### Task data
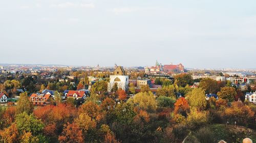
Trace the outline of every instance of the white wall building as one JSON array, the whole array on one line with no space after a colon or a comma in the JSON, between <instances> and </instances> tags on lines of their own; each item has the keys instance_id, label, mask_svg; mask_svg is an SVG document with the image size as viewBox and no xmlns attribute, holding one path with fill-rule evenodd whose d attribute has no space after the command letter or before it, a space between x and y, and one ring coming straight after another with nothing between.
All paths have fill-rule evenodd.
<instances>
[{"instance_id":1,"label":"white wall building","mask_svg":"<svg viewBox=\"0 0 256 143\"><path fill-rule=\"evenodd\" d=\"M256 104L256 92L248 92L245 94L245 100Z\"/></svg>"},{"instance_id":2,"label":"white wall building","mask_svg":"<svg viewBox=\"0 0 256 143\"><path fill-rule=\"evenodd\" d=\"M117 87L123 90L126 91L129 85L129 76L125 75L125 72L121 66L118 66L114 71L114 75L110 75L110 82L109 82L108 90L111 91L115 83L117 83Z\"/></svg>"}]
</instances>

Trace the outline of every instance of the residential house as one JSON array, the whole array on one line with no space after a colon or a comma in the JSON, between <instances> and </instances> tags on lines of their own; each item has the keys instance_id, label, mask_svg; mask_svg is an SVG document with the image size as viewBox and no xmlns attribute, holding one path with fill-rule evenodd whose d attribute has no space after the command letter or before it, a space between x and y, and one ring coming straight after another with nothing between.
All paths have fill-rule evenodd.
<instances>
[{"instance_id":1,"label":"residential house","mask_svg":"<svg viewBox=\"0 0 256 143\"><path fill-rule=\"evenodd\" d=\"M256 104L256 92L247 92L245 93L245 100Z\"/></svg>"},{"instance_id":2,"label":"residential house","mask_svg":"<svg viewBox=\"0 0 256 143\"><path fill-rule=\"evenodd\" d=\"M50 94L32 94L29 99L34 105L46 105L50 104L52 97Z\"/></svg>"},{"instance_id":3,"label":"residential house","mask_svg":"<svg viewBox=\"0 0 256 143\"><path fill-rule=\"evenodd\" d=\"M6 94L3 93L0 93L0 103L7 102L9 97Z\"/></svg>"},{"instance_id":4,"label":"residential house","mask_svg":"<svg viewBox=\"0 0 256 143\"><path fill-rule=\"evenodd\" d=\"M84 91L69 91L67 94L67 98L73 98L75 99L78 99L81 98L86 97L86 92Z\"/></svg>"}]
</instances>

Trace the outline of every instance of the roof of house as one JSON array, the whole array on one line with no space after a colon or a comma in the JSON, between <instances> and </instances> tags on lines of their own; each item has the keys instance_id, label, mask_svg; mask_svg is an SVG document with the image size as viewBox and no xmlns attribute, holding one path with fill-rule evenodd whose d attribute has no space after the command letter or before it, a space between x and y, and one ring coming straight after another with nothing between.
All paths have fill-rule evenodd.
<instances>
[{"instance_id":1,"label":"roof of house","mask_svg":"<svg viewBox=\"0 0 256 143\"><path fill-rule=\"evenodd\" d=\"M164 69L175 69L179 68L177 65L163 65Z\"/></svg>"},{"instance_id":2,"label":"roof of house","mask_svg":"<svg viewBox=\"0 0 256 143\"><path fill-rule=\"evenodd\" d=\"M215 94L208 94L208 95L206 95L206 96L209 97L209 98L211 98L211 97L214 97L215 98L218 98L218 96Z\"/></svg>"},{"instance_id":3,"label":"roof of house","mask_svg":"<svg viewBox=\"0 0 256 143\"><path fill-rule=\"evenodd\" d=\"M7 98L9 98L9 97L6 94L5 94L4 93L0 93L0 98L2 98L4 95L5 95L5 96L6 96L6 97L7 97Z\"/></svg>"},{"instance_id":4,"label":"roof of house","mask_svg":"<svg viewBox=\"0 0 256 143\"><path fill-rule=\"evenodd\" d=\"M252 95L253 94L253 93L247 92L247 93L245 93L245 95Z\"/></svg>"},{"instance_id":5,"label":"roof of house","mask_svg":"<svg viewBox=\"0 0 256 143\"><path fill-rule=\"evenodd\" d=\"M48 92L50 93L51 95L54 94L54 91L48 90L44 90L42 91L42 94L47 94Z\"/></svg>"},{"instance_id":6,"label":"roof of house","mask_svg":"<svg viewBox=\"0 0 256 143\"><path fill-rule=\"evenodd\" d=\"M67 97L73 97L75 94L77 95L77 97L82 97L85 94L85 92L83 91L69 91Z\"/></svg>"}]
</instances>

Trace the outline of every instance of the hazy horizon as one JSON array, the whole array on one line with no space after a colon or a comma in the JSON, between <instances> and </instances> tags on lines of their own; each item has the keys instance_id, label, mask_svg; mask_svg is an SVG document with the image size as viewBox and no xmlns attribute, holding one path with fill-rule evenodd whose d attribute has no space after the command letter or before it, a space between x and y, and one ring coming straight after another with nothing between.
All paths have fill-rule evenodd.
<instances>
[{"instance_id":1,"label":"hazy horizon","mask_svg":"<svg viewBox=\"0 0 256 143\"><path fill-rule=\"evenodd\" d=\"M255 7L252 0L3 1L0 63L255 69Z\"/></svg>"}]
</instances>

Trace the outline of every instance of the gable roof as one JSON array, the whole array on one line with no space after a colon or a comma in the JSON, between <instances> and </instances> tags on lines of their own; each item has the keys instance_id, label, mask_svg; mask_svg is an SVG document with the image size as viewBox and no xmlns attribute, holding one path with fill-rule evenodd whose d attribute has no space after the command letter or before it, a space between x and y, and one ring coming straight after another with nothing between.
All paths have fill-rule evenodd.
<instances>
[{"instance_id":1,"label":"gable roof","mask_svg":"<svg viewBox=\"0 0 256 143\"><path fill-rule=\"evenodd\" d=\"M76 94L77 97L82 97L85 94L85 92L83 91L69 91L67 95L67 97L73 97L74 94Z\"/></svg>"},{"instance_id":2,"label":"gable roof","mask_svg":"<svg viewBox=\"0 0 256 143\"><path fill-rule=\"evenodd\" d=\"M4 93L0 93L0 98L1 98L2 97L2 96L4 96L4 95L6 96L6 97L7 97L7 98L9 98L9 97L6 94L5 94Z\"/></svg>"}]
</instances>

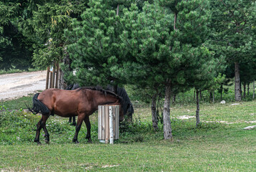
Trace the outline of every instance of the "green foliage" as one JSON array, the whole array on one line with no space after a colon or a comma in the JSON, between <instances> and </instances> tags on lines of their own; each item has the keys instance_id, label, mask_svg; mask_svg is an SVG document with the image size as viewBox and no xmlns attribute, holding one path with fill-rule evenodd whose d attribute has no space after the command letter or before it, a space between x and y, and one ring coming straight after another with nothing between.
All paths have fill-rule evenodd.
<instances>
[{"instance_id":1,"label":"green foliage","mask_svg":"<svg viewBox=\"0 0 256 172\"><path fill-rule=\"evenodd\" d=\"M80 19L80 14L87 6L87 1L47 1L38 5L29 21L35 29L31 37L37 40L35 44L34 65L47 67L54 61L63 58L64 30L70 29L73 18Z\"/></svg>"},{"instance_id":2,"label":"green foliage","mask_svg":"<svg viewBox=\"0 0 256 172\"><path fill-rule=\"evenodd\" d=\"M119 15L124 4L114 1L90 1L82 21L74 19L73 29L65 32L71 67L76 70L81 85L106 85L110 80L120 82L119 77L114 77L110 70L122 63L125 53L117 50L122 32Z\"/></svg>"}]
</instances>

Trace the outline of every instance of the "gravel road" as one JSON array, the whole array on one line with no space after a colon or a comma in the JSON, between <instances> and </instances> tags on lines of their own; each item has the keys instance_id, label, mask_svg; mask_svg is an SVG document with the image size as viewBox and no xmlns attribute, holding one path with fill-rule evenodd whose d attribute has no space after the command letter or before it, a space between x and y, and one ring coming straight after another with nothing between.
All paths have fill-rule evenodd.
<instances>
[{"instance_id":1,"label":"gravel road","mask_svg":"<svg viewBox=\"0 0 256 172\"><path fill-rule=\"evenodd\" d=\"M46 71L0 75L0 100L12 100L45 89Z\"/></svg>"}]
</instances>

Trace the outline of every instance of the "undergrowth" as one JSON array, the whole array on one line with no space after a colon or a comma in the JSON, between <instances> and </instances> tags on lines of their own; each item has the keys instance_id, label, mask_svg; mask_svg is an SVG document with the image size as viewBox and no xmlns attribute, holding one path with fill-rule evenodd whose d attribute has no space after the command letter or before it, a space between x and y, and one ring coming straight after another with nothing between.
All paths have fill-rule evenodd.
<instances>
[{"instance_id":1,"label":"undergrowth","mask_svg":"<svg viewBox=\"0 0 256 172\"><path fill-rule=\"evenodd\" d=\"M36 124L41 116L27 113L22 109L9 110L4 105L0 106L0 144L31 144L33 143ZM91 137L93 143L98 142L98 125L95 120L91 120ZM173 135L186 137L196 133L209 132L212 130L222 130L224 124L219 123L201 123L196 128L193 123L173 118L171 120ZM75 133L75 127L70 125L67 118L55 115L50 117L46 123L46 127L50 135L50 143L54 144L72 143ZM119 140L116 143L142 143L159 141L163 140L163 124L159 123L159 129L153 130L152 123L142 121L140 118L134 119L134 122L122 122L119 125ZM41 130L40 140L44 139L44 132ZM78 140L86 143L86 125L83 124L79 133Z\"/></svg>"}]
</instances>

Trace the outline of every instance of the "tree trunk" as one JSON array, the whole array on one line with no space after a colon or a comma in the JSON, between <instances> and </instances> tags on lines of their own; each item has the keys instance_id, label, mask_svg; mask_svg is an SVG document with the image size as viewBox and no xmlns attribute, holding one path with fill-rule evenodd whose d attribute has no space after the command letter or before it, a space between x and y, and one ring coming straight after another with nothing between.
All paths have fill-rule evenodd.
<instances>
[{"instance_id":1,"label":"tree trunk","mask_svg":"<svg viewBox=\"0 0 256 172\"><path fill-rule=\"evenodd\" d=\"M234 100L241 101L241 82L239 64L238 62L234 63Z\"/></svg>"},{"instance_id":2,"label":"tree trunk","mask_svg":"<svg viewBox=\"0 0 256 172\"><path fill-rule=\"evenodd\" d=\"M174 95L173 96L173 105L174 105L174 103L176 101L176 95Z\"/></svg>"},{"instance_id":3,"label":"tree trunk","mask_svg":"<svg viewBox=\"0 0 256 172\"><path fill-rule=\"evenodd\" d=\"M215 102L215 97L214 97L214 90L212 91L212 102L214 103Z\"/></svg>"},{"instance_id":4,"label":"tree trunk","mask_svg":"<svg viewBox=\"0 0 256 172\"><path fill-rule=\"evenodd\" d=\"M58 88L59 89L65 89L65 81L64 81L64 74L63 70L60 68L60 71L59 71L59 80L58 80Z\"/></svg>"},{"instance_id":5,"label":"tree trunk","mask_svg":"<svg viewBox=\"0 0 256 172\"><path fill-rule=\"evenodd\" d=\"M253 95L252 95L252 99L255 99L255 80L253 80Z\"/></svg>"},{"instance_id":6,"label":"tree trunk","mask_svg":"<svg viewBox=\"0 0 256 172\"><path fill-rule=\"evenodd\" d=\"M212 92L210 91L209 102L212 102Z\"/></svg>"},{"instance_id":7,"label":"tree trunk","mask_svg":"<svg viewBox=\"0 0 256 172\"><path fill-rule=\"evenodd\" d=\"M172 139L172 128L170 119L170 80L168 80L165 87L165 102L163 105L163 134L165 140Z\"/></svg>"},{"instance_id":8,"label":"tree trunk","mask_svg":"<svg viewBox=\"0 0 256 172\"><path fill-rule=\"evenodd\" d=\"M195 101L196 99L196 90L193 90L193 100Z\"/></svg>"},{"instance_id":9,"label":"tree trunk","mask_svg":"<svg viewBox=\"0 0 256 172\"><path fill-rule=\"evenodd\" d=\"M243 95L243 98L245 98L245 95L246 95L246 84L244 84L244 95Z\"/></svg>"},{"instance_id":10,"label":"tree trunk","mask_svg":"<svg viewBox=\"0 0 256 172\"><path fill-rule=\"evenodd\" d=\"M156 98L157 94L155 94L152 97L152 104L151 104L151 113L152 113L152 123L153 129L155 131L158 130L158 120L157 120L157 108L156 108Z\"/></svg>"},{"instance_id":11,"label":"tree trunk","mask_svg":"<svg viewBox=\"0 0 256 172\"><path fill-rule=\"evenodd\" d=\"M196 89L196 127L198 126L200 123L200 118L199 118L199 97L198 97L198 90Z\"/></svg>"}]
</instances>

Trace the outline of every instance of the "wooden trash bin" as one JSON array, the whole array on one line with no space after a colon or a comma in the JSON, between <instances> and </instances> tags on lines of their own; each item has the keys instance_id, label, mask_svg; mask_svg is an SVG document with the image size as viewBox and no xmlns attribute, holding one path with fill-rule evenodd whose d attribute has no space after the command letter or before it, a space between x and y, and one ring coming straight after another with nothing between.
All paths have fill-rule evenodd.
<instances>
[{"instance_id":1,"label":"wooden trash bin","mask_svg":"<svg viewBox=\"0 0 256 172\"><path fill-rule=\"evenodd\" d=\"M99 105L98 107L98 139L99 141L108 143L110 140L110 143L113 144L114 140L119 139L119 106Z\"/></svg>"}]
</instances>

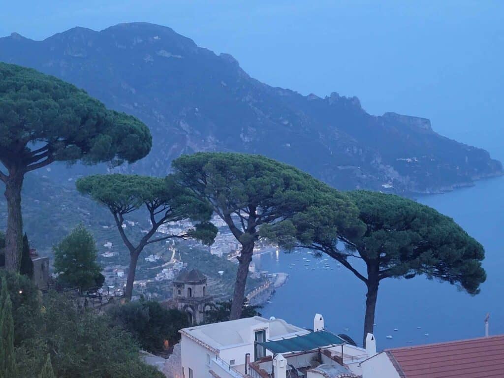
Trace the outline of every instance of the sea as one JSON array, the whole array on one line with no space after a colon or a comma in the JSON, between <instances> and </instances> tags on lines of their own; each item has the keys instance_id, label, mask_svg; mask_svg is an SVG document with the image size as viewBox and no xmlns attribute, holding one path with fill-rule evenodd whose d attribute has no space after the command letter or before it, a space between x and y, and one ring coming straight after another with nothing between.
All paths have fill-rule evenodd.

### Problem to work on
Reproduce the lines word for word, starting at the one holding "Trace the outline of every instance of the sea" and ending at the final line of the material above.

### Solution
Trace the outline of every instance of the sea as one JSON array, the whole array on one line with no space after a colon or a comma in the JSON, between <instances> and </instances> tags on lines of their own; each item has the keys instance_id, label, mask_svg; mask_svg is an SVG document with the image size as viewBox and no xmlns attribute, holding one path with fill-rule evenodd whose d attribute has no space after the command letter or before it, a space between x and y, and one ring coming straight after another with nothing between.
All paths have fill-rule evenodd.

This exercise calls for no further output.